What to produce:
Everything from the line containing "Target: waterfall" to the final line of the records below should be given again exactly, and nothing else.

Supplied data:
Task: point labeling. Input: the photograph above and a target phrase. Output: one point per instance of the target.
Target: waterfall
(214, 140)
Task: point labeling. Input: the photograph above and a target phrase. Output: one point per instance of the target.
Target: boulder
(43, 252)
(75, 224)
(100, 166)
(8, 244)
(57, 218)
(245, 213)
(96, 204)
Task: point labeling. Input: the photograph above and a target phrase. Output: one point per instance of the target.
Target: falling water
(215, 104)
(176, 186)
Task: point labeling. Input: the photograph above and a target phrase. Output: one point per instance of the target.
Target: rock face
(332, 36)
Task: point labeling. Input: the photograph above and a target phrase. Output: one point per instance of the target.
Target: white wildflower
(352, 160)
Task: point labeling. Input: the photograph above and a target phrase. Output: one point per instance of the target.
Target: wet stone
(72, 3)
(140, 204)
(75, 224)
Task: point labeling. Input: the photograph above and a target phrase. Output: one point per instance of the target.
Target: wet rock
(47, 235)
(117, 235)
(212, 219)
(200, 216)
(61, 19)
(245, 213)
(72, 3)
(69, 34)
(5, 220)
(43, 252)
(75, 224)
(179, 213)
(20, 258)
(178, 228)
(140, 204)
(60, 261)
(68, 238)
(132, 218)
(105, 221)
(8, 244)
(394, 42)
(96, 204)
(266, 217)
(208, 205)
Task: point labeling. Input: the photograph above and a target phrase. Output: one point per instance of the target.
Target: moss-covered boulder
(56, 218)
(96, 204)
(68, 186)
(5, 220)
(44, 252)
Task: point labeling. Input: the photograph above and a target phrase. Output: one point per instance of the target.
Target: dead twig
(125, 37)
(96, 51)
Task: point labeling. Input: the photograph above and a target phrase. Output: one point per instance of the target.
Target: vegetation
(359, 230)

Result of the exercise:
Target: waterfall
(214, 140)
Task: point labeling. Input: the photograph above and a target phrase. Output: one point per instance of the target.
Target: boulder
(43, 252)
(75, 224)
(100, 166)
(8, 244)
(57, 218)
(245, 213)
(96, 204)
Task: point labeling. Input: the photograph above and a target phrase. Output: one point per instance of the target.
Target: falling water
(215, 104)
(176, 186)
Task: point labeling. Input: the photograph above and a target phrase. Output: one point per instance of the target.
Target: rock face
(332, 36)
Task: point labeling. Input: the photograph above and a target phrase. Output: one point per instance of the target.
Target: white wildflower
(352, 160)
Task: point labeling. Input: the photograph above and a target phrase. Output: one point per instance of the target.
Target: wet stone
(72, 3)
(140, 204)
(75, 224)
Task: point labeling. Input: the photograph above and a target phrase. Output: one point per instance of the target.
Target: wet rock
(47, 235)
(117, 235)
(212, 219)
(200, 216)
(61, 19)
(245, 213)
(72, 3)
(69, 34)
(5, 220)
(43, 252)
(75, 224)
(179, 213)
(20, 258)
(178, 228)
(140, 204)
(60, 261)
(68, 238)
(132, 218)
(105, 221)
(8, 244)
(394, 42)
(96, 204)
(266, 217)
(208, 205)
Task: point labeling. Input: the photograph above and a target phrase. Output: one point per instance of the target.
Target: moss-covered boulder
(56, 218)
(96, 204)
(68, 186)
(5, 220)
(44, 252)
Task: point labeling. Input: the photograph above and a target phrase. Output: one point per instance of the target.
Target: dead twig
(125, 37)
(96, 51)
Task: point labeling. Input: the photograph above and a target phrase. Output: one point per instance of the target.
Target: vegetation
(359, 230)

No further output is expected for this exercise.